** Materials provided **
>> BEGIN

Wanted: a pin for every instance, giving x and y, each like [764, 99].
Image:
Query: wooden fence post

>> END
>> BEGIN

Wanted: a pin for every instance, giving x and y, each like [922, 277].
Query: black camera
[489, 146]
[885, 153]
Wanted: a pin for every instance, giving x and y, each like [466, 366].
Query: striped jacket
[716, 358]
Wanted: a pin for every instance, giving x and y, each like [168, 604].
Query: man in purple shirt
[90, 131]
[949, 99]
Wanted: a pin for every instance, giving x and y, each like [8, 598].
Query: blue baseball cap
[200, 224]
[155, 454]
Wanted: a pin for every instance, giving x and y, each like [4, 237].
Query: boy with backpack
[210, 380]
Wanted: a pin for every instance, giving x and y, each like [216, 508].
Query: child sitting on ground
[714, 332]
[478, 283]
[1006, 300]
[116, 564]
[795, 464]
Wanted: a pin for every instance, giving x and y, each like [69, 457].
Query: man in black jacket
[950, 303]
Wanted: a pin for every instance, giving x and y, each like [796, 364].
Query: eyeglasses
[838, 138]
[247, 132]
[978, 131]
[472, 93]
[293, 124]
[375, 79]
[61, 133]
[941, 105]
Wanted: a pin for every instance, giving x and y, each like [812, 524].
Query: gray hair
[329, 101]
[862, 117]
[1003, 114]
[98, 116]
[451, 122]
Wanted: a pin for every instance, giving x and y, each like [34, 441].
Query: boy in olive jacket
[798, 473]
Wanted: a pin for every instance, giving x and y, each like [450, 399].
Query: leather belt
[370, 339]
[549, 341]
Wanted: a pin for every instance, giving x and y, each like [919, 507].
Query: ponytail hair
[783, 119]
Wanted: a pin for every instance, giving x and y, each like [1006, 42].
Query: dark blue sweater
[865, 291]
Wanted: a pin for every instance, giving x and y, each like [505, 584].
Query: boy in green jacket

>> END

** Your task **
Count the lines above that contain the word "jacket" and reply with only that number.

** Expected answer **
4